(Stored data)
- Opening Delimiter -

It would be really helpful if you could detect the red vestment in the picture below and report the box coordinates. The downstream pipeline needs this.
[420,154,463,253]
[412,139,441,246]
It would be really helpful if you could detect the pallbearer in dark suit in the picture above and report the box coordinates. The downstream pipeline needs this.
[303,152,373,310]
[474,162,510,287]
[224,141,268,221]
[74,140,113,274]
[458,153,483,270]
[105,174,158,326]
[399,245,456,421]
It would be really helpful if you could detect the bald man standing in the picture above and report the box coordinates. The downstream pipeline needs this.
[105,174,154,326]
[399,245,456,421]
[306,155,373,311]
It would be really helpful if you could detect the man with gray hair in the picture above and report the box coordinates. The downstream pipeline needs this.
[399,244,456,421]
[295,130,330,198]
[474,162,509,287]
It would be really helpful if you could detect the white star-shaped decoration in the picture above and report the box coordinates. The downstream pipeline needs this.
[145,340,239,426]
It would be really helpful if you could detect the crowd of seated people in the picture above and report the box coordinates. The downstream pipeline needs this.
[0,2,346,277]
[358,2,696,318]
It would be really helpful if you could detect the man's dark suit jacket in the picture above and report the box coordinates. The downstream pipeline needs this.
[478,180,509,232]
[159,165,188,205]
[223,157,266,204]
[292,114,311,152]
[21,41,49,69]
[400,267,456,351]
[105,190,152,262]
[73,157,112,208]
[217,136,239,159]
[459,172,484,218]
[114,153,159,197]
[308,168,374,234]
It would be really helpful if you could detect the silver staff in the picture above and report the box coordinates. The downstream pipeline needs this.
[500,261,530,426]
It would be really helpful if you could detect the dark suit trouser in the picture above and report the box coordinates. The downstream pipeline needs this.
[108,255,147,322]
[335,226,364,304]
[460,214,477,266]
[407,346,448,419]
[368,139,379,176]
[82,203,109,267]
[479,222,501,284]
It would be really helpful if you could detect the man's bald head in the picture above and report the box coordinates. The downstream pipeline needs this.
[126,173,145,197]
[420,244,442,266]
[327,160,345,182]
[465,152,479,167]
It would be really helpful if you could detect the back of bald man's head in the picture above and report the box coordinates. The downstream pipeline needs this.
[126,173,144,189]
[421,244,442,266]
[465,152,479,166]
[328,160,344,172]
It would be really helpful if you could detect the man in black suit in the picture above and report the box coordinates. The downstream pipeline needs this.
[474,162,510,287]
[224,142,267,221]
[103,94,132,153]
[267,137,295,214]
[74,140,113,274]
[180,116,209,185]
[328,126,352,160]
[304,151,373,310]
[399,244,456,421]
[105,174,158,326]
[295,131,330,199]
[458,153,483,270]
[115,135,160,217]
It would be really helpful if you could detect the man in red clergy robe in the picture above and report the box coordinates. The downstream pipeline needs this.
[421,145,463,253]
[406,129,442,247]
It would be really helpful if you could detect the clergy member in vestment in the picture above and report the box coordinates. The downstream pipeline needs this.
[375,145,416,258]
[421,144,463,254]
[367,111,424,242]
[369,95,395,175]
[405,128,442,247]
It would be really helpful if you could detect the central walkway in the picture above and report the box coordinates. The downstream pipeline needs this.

- Closing Delimiter -

# Your assignment
Give back every record exactly.

# Solution to the problem
It would be really helpful if you could detect the red vestment in the picture below and report the box coordinates. The downstream pipeline needs this.
[420,154,463,253]
[412,139,441,246]
It would be really helpful if you could detect the pallbearer in dark suit in the picture above and report the box coordinates. The downstream pipeline needs this.
[303,152,373,310]
[474,162,510,287]
[224,141,268,221]
[74,140,113,274]
[458,153,483,270]
[105,174,158,326]
[399,245,456,421]
It would be really helpful if you could detect the bald man standing in the picture above and report the box coordinates. The downstream pipeline needs this.
[105,174,154,326]
[399,245,456,421]
[306,155,373,311]
It would be really helpful if you could detect the man with gray hair in the picture above and report the box coordinates. The downstream pipeline needs this.
[399,244,456,421]
[295,130,330,198]
[474,162,509,287]
It would be really helpful if you could detect the white star-shaped decoration in the picture above and report the box coordinates. The downstream pipeline needs this.
[145,340,239,426]
It would be really helpful if you could detect the crowd of seated people in the picture above and report the box coordinates. The downstream pipeline needs this.
[0,2,346,277]
[358,2,696,318]
It would be really helpful if you could detect the man's dark suit jacket in the picture above and report the box coordinates. The downstream pipeline needs this.
[478,180,509,232]
[159,165,188,205]
[223,157,266,204]
[292,114,311,152]
[21,41,49,69]
[400,267,456,351]
[105,190,152,262]
[73,157,112,208]
[217,136,239,159]
[459,172,484,218]
[114,153,159,197]
[308,168,374,234]
It would be really helpful if you could detect the silver staff in the picture above and report the box coordinates. The downstream pipeline needs this.
[500,261,530,426]
It would be really helpful if you could detect the dark suit trouser in the picture above and report the box coordinates. The downstream pipeline needs this.
[108,255,147,322]
[335,226,364,304]
[460,214,477,266]
[407,346,448,419]
[368,139,379,176]
[82,203,109,267]
[479,222,501,284]
It would be really helpful if you could detect the man's bald head in the picture above and report the box coordinates. The downstream pipeline needs this.
[126,173,145,197]
[420,244,442,266]
[327,160,345,182]
[465,152,479,167]
It would be really helpful if you could detect the back of bald man's head in the picture above and report the box coordinates. The downstream pipeline needs this.
[126,173,144,189]
[421,244,442,266]
[465,152,479,166]
[328,160,344,172]
It would be really helpful if you could detect the man in black suit in the picture above and report the box coordinates. The downstream pipeline needs this.
[474,162,510,287]
[224,142,267,221]
[103,94,132,153]
[267,137,295,214]
[74,140,113,274]
[180,116,209,185]
[328,126,352,160]
[304,151,373,310]
[399,244,456,421]
[105,174,158,326]
[295,131,330,199]
[458,153,483,270]
[115,135,160,217]
It would be really helpful if you could detect the man in red clergy robe in the picture above and report the box coordinates. The downstream pipeline needs this.
[421,145,463,253]
[406,129,442,247]
It would be really helpful if you could detect the clergy member in vestment in the picture above and report the box coordinates. The downstream pipeline needs this.
[375,145,416,258]
[421,144,463,254]
[367,111,424,242]
[369,95,395,175]
[405,128,442,247]
It would be really helpful if you could detect the central walkway in the picture above and report the box coordinates. The downstream pipeline needs this.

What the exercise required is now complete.